Alcuni dati:
○ ○ ○
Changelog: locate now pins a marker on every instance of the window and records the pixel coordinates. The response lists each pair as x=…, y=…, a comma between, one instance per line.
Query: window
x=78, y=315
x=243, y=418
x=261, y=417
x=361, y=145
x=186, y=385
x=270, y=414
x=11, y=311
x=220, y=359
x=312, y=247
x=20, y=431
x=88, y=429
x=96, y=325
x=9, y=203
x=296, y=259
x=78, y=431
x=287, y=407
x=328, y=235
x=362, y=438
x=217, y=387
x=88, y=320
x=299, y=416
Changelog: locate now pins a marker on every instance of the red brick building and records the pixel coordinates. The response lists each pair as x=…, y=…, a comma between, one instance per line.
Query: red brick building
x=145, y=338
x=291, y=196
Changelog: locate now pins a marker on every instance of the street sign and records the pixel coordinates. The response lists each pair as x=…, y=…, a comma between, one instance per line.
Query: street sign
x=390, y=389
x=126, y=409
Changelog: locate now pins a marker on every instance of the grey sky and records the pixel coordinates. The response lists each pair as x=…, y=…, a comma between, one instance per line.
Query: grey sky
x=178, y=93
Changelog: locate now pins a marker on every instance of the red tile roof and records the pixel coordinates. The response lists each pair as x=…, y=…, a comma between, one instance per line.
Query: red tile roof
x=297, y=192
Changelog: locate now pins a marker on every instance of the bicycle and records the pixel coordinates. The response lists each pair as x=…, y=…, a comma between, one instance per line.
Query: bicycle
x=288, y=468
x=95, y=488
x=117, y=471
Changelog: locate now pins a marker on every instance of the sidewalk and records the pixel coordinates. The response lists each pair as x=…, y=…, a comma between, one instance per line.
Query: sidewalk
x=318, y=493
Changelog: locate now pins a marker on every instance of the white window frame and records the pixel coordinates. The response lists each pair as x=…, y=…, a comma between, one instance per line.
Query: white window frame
○ ○ ○
*IL COMPITO*: Puoi ricopiare l'intero elenco qui sopra, riga per riga, senza alcuna modifica?

*RISULTATO DEL COMPITO*:
Changelog: locate now pins a marker on every instance of the window and records the pixel coordinates. The response lists each pair as x=…, y=…, a comma between, one instance per line.
Query: window
x=78, y=315
x=243, y=418
x=261, y=417
x=361, y=145
x=186, y=385
x=270, y=414
x=11, y=311
x=220, y=359
x=312, y=247
x=20, y=431
x=88, y=429
x=96, y=325
x=9, y=203
x=296, y=259
x=78, y=431
x=287, y=407
x=328, y=235
x=362, y=438
x=217, y=387
x=88, y=320
x=299, y=416
Changelog: locate now pins a marker on every instance of the red brick building and records the pixel coordinates. The response lists each pair as x=…, y=…, a comma between, one instance per line.
Query: red brick building
x=145, y=338
x=291, y=196
Changelog: locate now pins a marker on every instance of the street sign and records the pixel coordinates. The response lists each pair as x=…, y=…, a comma between, one instance per line.
Query: street sign
x=390, y=389
x=126, y=409
Changelog: locate now pins a marker on every instance of the grey sky and records the pixel coordinates. The response lists each pair as x=…, y=…, a comma between, one instance per line.
Query: grey sky
x=178, y=93
Changelog: locate now pins a marker on every instance of the red tile roof and records the pixel coordinates. The response lists each pair as x=…, y=…, a comma between, one instance per line.
Query: red tile roof
x=297, y=192
Changelog: locate now pins a marker on every instance of the bicycle and records the pixel coordinates. The response lists each pair as x=…, y=…, a comma between, one instance per line.
Query: bicycle
x=288, y=468
x=95, y=488
x=117, y=471
Changelog: locate now pins a marker on every instance of the sidewalk and records the pixel coordinates. The response lists each pair as x=…, y=…, a comma between, one instance per line.
Query: sidewalk
x=318, y=493
Changelog: locate now pins a marker on every instance of the white window frame and records the pixel coordinates. The response lists each pair as x=…, y=…, a comma between, one instance per line.
Query: white window frame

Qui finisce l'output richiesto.